Aim 1
In the article on investing in frontier markets, what discount rate does Sturgeon use in all its modeling?

Source
Laying the groundwork for investing in frontier markets

Jun 24, 2020

Frontier market investment strategies often promise strong returns on the back of strong demographics; a growing middle class; rising consumption; and highly attractive valuations. Achieving consistently strong returns in these markets is not easy and requires far more than a high-level narrative. It requires a rigorous and multifaceted investment framework which demands company resiliency in the face of the economic volatility inherent to frontier markets.

Here we outline six core components of our investment approach which draws on our 15 years of experience investing in Central Asia.

Establishing an appropriate financial return target is a critical first step that precedes the launch of any Sturgeon Fund. We will only launch a Fund when our team has secured a sufficient number of actionable investment opportunities offering returns that meet this return target.

At Sturgeon, our financial return target is built up in the following way:

Opportunity cost (30%) + Risk premium (10%) = Sturgeon return target (40%)

Opportunity cost: Based on trailing 10-year internal rate of return (IRR) data from Pitchbook(1), developed market PE growth strategies have on average generated 15% IRRs, with upper quartile managers realising 29.7%. We take the upper quartile developed market IRR as the opportunity cost for investors not investing in a top-performing developed market PE fund.

Risk premium: We then add an appropriate risk premium based on the 7-year asset class forecasts produced by GMO (see appendix). We take the difference between GMO’s forecast for ‘emerging value’ (11.8%), which we use as a proxy for frontier markets, and ‘international large-cap’ (1.9%) which equates to 9.9%.

To put it simply, without access to trusted sources of deal flow, there is no investment strategy. At Sturgeon, we secure a consistent flow of deals by establishing an extensive local presence over multiple years. In the case of Uzbekistan, this process began 8 years prior to launching our dedicated Fund.

Although gaining access to leading figures across the private and public sphere is often easier in frontier markets, these relationships can be superficial and significant time is required to build deep mutual trust. Dedicating time to this process has resulted in Sturgeon establishing an unparalleled network of individuals who act as our eyes and ears on the ground, not only providing deal flow but also providing real-time news on local developments and valuable reputational feedback on prospective investee companies.

We also hire a local Sturgeon team to source investment opportunities and act as a touchpoint for local companies. In addition, our local team is tasked with undertaking key operational processes – legal work, local filings, etc. which would be challenging to complete from a distance. It is common in frontier markets for potential investee companies to have insufficient experience to prepare materials of required depth for our appraisal. As a result, our local team is crucial for supporting the preparation of company data and documentation.

Having invested in Central Asia for over fifteen years, the Sturgeon brand is recognised locally as a leading provider of institutional capital. Our strong reputation has resulted in a substantial amount of quality inbound deal flow with a comprehensive local feedback system and operational support.

When looking at investment opportunities, our team must overcome substantial information asymmetry. Our job as an investment manager is to ensure we continually question every aspect of a given investment opportunity to minimise the potential variation around our initial investment thesis and modelling.

Frontier market returns are characterised by a wide spread of potential outcomes. By employing a bottom-up approach to risk management which values company resilience, we can significantly reduce tail risk. Our experience informs us that adding a margin-of-safety of 10% to our 40% return target is prudent. This results in a 50% discount rate which is used in all our modelling:

Sturgeon return target (40%) + Margin-of-safety (10%) = Sturgeon discount rate (50%)

Extracted material
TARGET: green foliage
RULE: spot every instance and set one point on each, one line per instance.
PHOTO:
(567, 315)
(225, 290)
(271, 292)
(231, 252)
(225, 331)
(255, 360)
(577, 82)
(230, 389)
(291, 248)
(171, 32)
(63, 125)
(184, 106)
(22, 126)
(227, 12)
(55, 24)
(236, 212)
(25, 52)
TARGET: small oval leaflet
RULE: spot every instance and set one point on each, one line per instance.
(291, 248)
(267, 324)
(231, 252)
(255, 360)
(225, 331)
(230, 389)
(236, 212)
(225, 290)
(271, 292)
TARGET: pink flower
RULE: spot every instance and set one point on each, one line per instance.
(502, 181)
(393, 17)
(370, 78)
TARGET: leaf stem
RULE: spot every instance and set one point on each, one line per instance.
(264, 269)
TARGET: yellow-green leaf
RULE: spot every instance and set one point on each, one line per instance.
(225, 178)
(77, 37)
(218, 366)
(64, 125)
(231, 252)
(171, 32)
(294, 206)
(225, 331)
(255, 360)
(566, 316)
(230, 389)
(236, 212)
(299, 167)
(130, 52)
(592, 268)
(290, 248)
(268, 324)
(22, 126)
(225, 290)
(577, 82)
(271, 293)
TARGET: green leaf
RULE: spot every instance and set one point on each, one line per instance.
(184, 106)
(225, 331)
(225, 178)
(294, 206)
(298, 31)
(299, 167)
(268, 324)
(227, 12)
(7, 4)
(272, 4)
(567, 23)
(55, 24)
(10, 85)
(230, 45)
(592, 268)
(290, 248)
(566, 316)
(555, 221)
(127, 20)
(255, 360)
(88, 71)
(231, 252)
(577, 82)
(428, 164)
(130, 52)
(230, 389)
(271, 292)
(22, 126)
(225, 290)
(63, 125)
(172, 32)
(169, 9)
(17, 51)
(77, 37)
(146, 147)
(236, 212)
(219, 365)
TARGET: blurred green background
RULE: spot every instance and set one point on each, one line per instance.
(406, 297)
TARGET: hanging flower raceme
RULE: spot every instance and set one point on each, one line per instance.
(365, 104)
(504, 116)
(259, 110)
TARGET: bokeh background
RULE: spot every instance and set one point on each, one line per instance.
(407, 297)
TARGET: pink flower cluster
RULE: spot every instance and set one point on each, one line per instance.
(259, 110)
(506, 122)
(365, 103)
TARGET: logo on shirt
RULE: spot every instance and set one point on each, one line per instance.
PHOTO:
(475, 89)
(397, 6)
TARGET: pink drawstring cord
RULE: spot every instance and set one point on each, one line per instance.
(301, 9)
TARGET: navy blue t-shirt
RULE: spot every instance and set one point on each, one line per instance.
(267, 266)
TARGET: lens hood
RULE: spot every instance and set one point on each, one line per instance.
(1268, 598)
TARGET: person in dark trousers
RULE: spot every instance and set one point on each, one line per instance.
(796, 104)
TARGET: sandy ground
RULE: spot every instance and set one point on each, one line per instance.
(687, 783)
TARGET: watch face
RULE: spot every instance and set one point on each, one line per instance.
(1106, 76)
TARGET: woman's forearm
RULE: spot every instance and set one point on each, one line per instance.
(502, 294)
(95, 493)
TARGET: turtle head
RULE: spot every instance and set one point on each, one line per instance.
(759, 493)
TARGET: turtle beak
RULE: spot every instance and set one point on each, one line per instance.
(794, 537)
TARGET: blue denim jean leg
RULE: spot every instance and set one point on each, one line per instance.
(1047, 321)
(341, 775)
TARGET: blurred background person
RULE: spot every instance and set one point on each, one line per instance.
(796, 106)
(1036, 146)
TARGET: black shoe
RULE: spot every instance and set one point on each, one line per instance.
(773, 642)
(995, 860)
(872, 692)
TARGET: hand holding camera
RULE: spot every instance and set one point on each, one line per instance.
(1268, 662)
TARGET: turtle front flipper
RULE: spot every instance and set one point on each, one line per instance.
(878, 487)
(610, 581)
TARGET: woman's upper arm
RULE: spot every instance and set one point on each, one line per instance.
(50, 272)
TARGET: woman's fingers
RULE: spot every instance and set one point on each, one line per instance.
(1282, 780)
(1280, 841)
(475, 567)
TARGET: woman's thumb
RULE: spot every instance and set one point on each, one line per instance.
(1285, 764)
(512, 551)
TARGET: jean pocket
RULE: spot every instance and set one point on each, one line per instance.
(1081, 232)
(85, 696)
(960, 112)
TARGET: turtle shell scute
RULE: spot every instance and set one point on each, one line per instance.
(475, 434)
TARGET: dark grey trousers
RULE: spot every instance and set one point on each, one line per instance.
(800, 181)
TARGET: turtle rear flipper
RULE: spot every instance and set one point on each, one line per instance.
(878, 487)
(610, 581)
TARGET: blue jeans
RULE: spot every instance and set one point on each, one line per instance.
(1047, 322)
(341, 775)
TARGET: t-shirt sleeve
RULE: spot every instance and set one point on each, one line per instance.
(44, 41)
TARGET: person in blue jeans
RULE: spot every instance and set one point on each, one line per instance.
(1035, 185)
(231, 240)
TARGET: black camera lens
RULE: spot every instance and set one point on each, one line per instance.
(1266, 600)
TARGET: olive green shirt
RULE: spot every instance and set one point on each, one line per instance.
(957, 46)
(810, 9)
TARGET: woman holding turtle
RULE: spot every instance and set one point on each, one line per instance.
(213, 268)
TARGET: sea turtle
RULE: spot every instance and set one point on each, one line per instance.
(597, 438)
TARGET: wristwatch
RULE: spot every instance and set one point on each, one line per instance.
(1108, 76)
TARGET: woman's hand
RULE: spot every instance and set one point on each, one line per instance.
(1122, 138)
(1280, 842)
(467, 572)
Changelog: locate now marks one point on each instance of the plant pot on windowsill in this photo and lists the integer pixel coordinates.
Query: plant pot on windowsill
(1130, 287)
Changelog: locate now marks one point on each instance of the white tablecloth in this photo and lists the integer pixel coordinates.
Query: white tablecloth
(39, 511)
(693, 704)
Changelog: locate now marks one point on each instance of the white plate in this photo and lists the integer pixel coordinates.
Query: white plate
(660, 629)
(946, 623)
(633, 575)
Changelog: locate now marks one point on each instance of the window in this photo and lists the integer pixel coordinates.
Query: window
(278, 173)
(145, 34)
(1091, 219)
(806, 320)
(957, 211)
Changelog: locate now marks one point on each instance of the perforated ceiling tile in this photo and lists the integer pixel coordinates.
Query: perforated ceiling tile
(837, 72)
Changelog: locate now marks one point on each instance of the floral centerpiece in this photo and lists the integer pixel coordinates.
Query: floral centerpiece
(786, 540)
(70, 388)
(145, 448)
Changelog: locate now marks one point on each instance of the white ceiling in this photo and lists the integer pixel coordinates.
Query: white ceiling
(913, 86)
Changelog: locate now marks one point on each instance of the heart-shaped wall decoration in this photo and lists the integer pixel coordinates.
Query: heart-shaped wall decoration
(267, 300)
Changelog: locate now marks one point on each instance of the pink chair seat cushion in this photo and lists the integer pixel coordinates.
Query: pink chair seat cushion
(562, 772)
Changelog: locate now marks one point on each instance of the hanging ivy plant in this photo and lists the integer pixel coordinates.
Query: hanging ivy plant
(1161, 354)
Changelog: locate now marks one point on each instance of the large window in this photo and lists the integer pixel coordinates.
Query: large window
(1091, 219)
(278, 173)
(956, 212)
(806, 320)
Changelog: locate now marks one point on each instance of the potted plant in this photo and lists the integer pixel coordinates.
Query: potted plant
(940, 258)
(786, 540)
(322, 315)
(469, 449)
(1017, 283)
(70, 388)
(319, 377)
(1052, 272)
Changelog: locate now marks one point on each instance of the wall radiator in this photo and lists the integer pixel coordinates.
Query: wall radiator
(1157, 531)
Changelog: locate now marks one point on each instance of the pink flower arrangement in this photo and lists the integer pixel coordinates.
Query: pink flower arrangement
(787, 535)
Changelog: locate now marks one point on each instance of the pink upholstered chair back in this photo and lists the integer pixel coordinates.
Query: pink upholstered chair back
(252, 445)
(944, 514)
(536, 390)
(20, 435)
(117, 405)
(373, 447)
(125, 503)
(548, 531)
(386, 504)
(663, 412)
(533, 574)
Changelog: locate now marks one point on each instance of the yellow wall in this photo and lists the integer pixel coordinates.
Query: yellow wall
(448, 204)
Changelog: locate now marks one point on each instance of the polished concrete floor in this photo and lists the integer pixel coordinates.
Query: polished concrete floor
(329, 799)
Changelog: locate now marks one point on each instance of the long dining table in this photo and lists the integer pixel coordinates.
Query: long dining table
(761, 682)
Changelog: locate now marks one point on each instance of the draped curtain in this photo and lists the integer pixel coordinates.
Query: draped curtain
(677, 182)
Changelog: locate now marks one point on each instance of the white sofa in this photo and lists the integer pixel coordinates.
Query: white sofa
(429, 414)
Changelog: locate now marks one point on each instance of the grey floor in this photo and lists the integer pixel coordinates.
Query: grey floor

Aim 2
How many lines of the records contain the string "holding"? Reply with only the number.

Task result 1
A 50% discount rate.

Task result 2
2